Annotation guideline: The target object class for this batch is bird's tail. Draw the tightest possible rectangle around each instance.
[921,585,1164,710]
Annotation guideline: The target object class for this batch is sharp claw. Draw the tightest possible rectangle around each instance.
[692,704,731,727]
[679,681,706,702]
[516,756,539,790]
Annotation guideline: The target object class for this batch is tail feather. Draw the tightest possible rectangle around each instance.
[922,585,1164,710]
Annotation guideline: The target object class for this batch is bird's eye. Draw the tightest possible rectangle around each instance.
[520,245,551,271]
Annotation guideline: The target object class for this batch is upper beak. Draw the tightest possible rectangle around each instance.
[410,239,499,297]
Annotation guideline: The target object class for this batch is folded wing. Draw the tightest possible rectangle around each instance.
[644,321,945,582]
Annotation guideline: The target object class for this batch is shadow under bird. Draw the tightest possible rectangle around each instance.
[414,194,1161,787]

• • •

Copy the records word for word, from the first line through the line with "[516,756,539,790]", including that line.

The reply:
Annotation guideline: The target object class for this batch is bird's tail. Draw the tightest possible rectangle around each instance.
[921,585,1164,710]
Annotation guideline: The target object class for this batch is sharp claw. Draw the tightest possible rectangle around each instance.
[692,704,731,727]
[679,681,706,702]
[516,756,539,790]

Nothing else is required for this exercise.